Outline items for labeled areas
──────
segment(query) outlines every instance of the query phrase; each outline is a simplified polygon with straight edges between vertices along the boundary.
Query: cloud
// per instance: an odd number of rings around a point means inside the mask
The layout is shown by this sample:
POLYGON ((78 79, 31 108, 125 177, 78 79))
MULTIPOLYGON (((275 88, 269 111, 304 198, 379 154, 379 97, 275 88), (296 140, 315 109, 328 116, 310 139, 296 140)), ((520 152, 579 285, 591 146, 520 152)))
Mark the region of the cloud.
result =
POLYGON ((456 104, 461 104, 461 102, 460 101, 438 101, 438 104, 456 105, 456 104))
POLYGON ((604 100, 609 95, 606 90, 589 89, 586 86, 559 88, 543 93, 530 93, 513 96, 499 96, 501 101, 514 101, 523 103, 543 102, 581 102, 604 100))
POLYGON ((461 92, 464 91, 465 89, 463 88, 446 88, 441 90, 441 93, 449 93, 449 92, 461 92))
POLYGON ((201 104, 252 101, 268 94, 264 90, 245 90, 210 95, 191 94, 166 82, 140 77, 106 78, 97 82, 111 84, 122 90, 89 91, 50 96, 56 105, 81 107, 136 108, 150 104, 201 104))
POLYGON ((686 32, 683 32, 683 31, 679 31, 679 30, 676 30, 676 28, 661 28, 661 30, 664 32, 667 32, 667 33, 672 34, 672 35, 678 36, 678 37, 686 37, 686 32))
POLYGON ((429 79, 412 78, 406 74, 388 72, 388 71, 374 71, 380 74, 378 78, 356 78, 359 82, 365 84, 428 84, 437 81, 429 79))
──────
• _The task_:
Copy all of the data above verbatim, keeping every line unchanged.

• _Response to this exercise_:
segment(query) outlines every instance of the query phrase; each outline is a simplified polygon with straight edges between vertices along the boundary.
Query: cloud
// per instance: an odd number of rings around a point means inside the mask
The layout is shown by this sample:
POLYGON ((78 79, 31 108, 125 177, 78 79))
MULTIPOLYGON (((275 88, 269 111, 304 198, 379 154, 379 97, 275 88), (296 140, 315 109, 328 116, 310 139, 296 140)), ((520 152, 579 285, 591 146, 520 152)))
Mark the region of the cloud.
result =
POLYGON ((456 104, 461 104, 461 102, 460 101, 438 101, 438 104, 456 105, 456 104))
POLYGON ((604 100, 609 95, 606 90, 589 89, 586 86, 559 88, 543 93, 530 93, 513 96, 499 96, 501 101, 514 101, 523 103, 543 102, 581 102, 604 100))
POLYGON ((461 92, 464 91, 465 89, 463 88, 446 88, 441 90, 441 93, 449 93, 449 92, 461 92))
POLYGON ((201 104, 252 101, 268 94, 264 90, 245 90, 210 95, 191 94, 166 82, 140 77, 106 78, 97 82, 111 84, 122 90, 89 91, 50 96, 56 105, 81 107, 136 108, 150 104, 201 104))
POLYGON ((686 32, 683 32, 683 31, 679 31, 679 30, 676 30, 676 28, 661 28, 661 30, 664 32, 667 32, 667 33, 672 34, 672 35, 678 36, 678 37, 686 37, 686 32))
POLYGON ((429 79, 412 78, 406 74, 388 72, 388 71, 374 71, 380 74, 378 78, 356 78, 359 82, 365 84, 428 84, 437 81, 429 79))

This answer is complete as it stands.